▶ [SET EXERCISE A]
Locate every line of the records that contains the string "small" and copy each of those lines.

“For days, I felt extremely sorrowful by what happened in the final dying minutes of the late Libyan dicatator Col. Muammar Gaddafi‘s partly-wretched and vanquished life and in the ensuing days when his corpse and that of his son, Moutassim and an aide, were displayed as a global spectacle – I’m thinking YouTube – from a freezer in an old Libyan market in Misrata.
What joy could after all, have been retrieved at the hands of a lynch mob or what it seemingly appeared to be for me anyway… from all that amateur mobile footage that demonstrated a weak, bloodied man… his matted hair being tugged at violently while the frail despot himself, being pinned down and repeatedly beaten in a primitive fashion, by a near-hysterical crowd that was said to make for a part of the Libyan Rebel Army in Sirte.
How could I cheer such barbarism and the gruesome pictures that were splashed in the papers the next day? How could such a revengeful conscience be haloed and rewarded while accompanied by a thunderous applause from certain Governments? Why did the initial disgust of the West slip down to a whimper? What did it mean when Gaddafi, his son and aide were later buried secretly in an unknown location, said to be home to the crushed dictator’s Bedouin tribal ancestors? Gaddafi had himself in June, 1942, being born in a Bedouin tent.
Did anyone really relish staring down at Moutassim left alone to moan a nasty wound in his chest? And this…bearing that effect of sensationalism that the pictures were meant to convey? Were you able to smile at seeing a young man openly suffer while isolated in a small dark room, even if he may have deserved some of his trials? What if that happened to someone we knew as a friend or acquaintance? Or even family…
I know from being born and raised in Malaysia that Muslims are supposed to bury their dead before sundown or otherwise, as soon as possible.. Why did the West suddenly go all silent over the lengthy, lingering burials if they had no intention of bothering with a post-mortem? To me, that would straightaway suggest a cover-up for the initial protest of the Army’s denial at execution, that was possibly placated at the end to allow for a n uneasy truce… a reluctant and distorted, I shall add… world peace.
Overall, if those grisly photographs were meant to shock, in that aspect they failed. The internet has been around for a long while now and I have from years ago, already been subdued to a cold numbness by bizarre graphics that continue to show up on Facebook and seemingly innocent advertisements etc. So basically, the media’s lavish photography of the macabre, did nothing for me. On the contrary, it was the chilling reportage that gave me the shivers.

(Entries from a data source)
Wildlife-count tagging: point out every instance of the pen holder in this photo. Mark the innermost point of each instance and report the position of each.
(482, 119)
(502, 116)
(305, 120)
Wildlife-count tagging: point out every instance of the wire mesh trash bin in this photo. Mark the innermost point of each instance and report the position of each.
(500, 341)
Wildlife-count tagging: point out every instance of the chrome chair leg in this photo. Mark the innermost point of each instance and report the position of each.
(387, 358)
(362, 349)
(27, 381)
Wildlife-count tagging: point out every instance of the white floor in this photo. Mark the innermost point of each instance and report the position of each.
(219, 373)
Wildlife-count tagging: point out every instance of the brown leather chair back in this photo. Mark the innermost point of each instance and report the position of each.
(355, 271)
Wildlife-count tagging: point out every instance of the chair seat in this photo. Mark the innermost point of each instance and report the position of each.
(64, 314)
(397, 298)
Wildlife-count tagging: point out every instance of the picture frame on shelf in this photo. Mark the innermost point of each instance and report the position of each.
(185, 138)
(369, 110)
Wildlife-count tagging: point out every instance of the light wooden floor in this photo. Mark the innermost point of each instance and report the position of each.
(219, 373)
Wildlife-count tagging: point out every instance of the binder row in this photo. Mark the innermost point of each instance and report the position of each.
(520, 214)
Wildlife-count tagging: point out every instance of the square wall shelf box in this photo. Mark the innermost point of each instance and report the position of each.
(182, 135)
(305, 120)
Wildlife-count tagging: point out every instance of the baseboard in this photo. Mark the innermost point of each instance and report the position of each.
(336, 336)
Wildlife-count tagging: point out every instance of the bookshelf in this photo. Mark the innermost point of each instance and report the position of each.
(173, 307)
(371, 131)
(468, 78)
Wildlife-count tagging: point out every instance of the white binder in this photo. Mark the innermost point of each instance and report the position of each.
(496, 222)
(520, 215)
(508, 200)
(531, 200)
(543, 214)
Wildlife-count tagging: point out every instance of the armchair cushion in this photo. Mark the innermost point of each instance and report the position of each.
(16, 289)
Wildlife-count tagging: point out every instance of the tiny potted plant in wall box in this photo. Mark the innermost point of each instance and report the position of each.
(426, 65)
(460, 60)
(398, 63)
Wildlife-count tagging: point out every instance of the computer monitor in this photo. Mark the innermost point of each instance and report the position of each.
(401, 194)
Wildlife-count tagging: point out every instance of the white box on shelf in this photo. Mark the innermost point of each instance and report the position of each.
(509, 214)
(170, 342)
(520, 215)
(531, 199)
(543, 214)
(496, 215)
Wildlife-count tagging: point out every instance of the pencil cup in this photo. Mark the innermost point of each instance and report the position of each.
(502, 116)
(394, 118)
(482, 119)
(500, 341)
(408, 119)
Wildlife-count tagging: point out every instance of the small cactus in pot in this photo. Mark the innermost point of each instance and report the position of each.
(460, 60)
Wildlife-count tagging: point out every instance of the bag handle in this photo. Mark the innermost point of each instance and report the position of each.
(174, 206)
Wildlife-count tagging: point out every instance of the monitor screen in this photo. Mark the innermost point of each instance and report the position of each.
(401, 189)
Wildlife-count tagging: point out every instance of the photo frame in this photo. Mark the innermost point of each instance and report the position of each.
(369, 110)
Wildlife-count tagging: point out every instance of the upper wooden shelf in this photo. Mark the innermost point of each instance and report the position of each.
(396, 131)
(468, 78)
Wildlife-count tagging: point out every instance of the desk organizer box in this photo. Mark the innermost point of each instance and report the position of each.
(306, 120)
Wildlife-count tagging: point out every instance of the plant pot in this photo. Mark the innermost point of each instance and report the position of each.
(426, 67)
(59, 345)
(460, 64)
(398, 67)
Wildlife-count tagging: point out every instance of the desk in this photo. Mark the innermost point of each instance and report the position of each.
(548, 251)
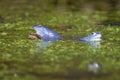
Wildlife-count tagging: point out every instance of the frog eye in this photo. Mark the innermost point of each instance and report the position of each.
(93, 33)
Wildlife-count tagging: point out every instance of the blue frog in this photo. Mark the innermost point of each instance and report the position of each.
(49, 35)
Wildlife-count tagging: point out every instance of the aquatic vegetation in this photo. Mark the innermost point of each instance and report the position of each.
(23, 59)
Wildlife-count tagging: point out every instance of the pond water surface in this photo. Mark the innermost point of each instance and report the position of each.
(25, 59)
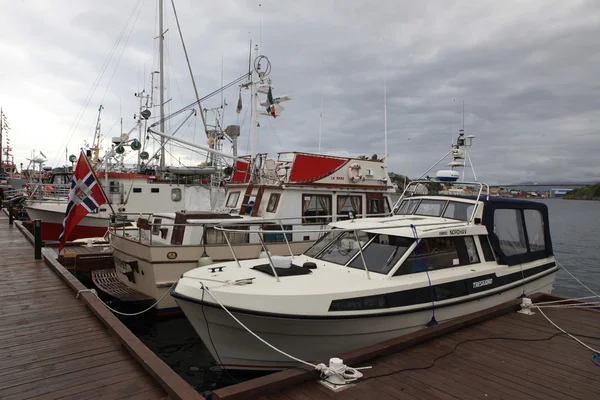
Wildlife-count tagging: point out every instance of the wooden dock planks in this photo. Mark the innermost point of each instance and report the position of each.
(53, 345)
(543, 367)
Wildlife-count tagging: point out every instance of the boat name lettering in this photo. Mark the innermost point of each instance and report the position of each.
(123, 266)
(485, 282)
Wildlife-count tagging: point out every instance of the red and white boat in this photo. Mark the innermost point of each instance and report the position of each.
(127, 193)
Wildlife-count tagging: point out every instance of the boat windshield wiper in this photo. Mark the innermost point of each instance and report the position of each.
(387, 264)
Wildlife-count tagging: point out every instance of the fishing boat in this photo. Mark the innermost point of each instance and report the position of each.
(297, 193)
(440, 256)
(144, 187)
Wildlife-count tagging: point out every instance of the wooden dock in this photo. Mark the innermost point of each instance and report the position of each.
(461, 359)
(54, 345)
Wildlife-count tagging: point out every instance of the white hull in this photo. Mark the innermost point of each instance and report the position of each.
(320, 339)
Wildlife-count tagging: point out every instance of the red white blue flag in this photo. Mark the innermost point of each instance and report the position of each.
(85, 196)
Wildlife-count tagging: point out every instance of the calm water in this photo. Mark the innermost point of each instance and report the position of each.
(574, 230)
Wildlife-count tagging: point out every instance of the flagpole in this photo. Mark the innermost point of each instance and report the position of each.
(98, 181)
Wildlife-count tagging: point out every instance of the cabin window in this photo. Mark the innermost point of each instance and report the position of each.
--
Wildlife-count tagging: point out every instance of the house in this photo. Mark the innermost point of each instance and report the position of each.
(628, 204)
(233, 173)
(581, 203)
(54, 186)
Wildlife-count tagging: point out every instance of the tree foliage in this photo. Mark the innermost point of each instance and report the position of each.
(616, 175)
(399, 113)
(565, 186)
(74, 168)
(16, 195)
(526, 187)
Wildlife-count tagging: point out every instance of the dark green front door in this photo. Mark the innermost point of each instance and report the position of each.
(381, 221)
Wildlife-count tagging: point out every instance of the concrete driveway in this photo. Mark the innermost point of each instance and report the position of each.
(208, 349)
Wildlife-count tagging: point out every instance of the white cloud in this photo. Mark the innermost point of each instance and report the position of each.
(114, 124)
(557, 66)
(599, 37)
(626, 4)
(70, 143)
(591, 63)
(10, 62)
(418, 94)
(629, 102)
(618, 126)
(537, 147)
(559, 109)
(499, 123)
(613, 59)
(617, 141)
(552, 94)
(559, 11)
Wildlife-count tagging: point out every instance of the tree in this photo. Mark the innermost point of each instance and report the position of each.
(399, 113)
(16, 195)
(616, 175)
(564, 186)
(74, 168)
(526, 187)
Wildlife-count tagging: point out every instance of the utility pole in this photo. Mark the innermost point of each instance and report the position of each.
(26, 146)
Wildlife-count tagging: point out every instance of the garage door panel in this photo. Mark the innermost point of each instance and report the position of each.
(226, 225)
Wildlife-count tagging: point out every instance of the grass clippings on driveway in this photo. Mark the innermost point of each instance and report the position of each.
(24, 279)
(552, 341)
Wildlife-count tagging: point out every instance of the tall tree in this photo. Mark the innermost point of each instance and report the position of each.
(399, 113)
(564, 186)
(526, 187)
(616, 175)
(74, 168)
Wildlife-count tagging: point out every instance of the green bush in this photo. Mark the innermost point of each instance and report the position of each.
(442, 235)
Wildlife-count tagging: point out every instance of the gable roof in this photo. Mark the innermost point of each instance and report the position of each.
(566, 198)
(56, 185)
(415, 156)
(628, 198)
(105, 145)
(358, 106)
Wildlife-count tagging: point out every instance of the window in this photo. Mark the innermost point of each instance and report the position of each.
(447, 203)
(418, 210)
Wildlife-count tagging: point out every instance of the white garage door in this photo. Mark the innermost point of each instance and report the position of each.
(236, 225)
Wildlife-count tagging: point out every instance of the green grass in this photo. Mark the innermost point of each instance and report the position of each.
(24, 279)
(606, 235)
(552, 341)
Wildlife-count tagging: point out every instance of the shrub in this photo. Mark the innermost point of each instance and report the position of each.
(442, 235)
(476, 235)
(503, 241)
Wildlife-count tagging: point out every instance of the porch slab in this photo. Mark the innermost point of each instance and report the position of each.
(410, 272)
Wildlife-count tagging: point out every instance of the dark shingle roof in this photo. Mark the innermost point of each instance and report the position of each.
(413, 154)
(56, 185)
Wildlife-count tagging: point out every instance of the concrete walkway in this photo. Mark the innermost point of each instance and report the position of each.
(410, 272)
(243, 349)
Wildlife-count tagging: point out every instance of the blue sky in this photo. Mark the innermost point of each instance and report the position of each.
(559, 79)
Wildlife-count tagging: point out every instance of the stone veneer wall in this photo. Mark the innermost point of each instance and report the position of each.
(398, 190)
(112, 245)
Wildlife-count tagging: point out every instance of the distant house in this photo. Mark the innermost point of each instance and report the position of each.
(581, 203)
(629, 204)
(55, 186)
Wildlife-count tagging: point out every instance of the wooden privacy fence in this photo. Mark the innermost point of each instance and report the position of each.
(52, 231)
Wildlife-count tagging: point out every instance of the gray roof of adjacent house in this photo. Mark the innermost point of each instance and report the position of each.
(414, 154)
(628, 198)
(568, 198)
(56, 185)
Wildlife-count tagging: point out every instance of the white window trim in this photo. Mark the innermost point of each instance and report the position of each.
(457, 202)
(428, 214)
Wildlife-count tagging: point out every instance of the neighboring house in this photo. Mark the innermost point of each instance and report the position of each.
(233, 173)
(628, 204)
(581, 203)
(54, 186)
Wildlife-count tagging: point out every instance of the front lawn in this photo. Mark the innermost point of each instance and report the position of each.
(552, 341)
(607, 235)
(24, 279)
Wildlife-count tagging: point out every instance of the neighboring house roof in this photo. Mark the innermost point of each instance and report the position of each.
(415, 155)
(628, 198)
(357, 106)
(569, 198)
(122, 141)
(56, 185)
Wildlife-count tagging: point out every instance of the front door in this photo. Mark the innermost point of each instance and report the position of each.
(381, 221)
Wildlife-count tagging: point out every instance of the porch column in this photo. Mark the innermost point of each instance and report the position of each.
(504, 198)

▶ [SET EXERCISE B]
Rename "Facebook" to "Instagram" in the stretch of the piece on Gaddafi's death from "Overall, if those" through "me the shivers.", and give that stretch with the change made.

▶ [CORRECT ANSWER A]
Wildlife-count tagging: point out every instance of the small cactus in pot in this photo. Mark the innermost point of each instance and report the position of each.

▶ [CORRECT ANSWER B]
Overall, if those grisly photographs were meant to shock, in that aspect they failed. The internet has been around for a long while now and I have from years ago, already been subdued to a cold numbness by bizarre graphics that continue to show up on Instagram and seemingly innocent advertisements etc. So basically, the media’s lavish photography of the macabre, did nothing for me. On the contrary, it was the chilling reportage that gave me the shivers.